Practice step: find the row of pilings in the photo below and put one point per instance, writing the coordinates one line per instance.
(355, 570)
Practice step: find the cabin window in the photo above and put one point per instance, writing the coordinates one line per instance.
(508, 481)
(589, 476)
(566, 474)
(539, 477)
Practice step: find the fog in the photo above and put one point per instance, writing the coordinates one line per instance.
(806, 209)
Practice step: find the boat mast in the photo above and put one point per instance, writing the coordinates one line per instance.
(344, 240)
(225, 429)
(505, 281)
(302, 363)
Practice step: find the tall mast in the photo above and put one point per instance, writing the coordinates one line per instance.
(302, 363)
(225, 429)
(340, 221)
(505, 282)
────
[To be done]:
Render all the records above as a two-column CSV with the header input,output. Give one row per record, with its text and its answer each in a single quoted field and any line breaks replaced by spaces.

[Solution]:
input,output
"Practice step: find the row of pilings in the photo below and put one point per instance, writing the coordinates one line per instance.","(355, 570)"
"Practice step: find the cabin window in the photo above and put one point per instance, writing the coordinates one line per instance.","(508, 481) (589, 476) (566, 474) (539, 477)"
"Practice step: find the fog in the photo above and put one point per instance, writing the coordinates one line per instance.","(806, 209)"
"Practice step: find the boat mast in the photo above and put one point per instance, writing the coordinates one line per instance.","(344, 240) (225, 429) (505, 281) (302, 363)"
"Practice step: find the tall mast in the photo above and put one point per instance, writing the coordinates one line per instance.","(302, 363) (225, 429) (340, 221) (505, 282)"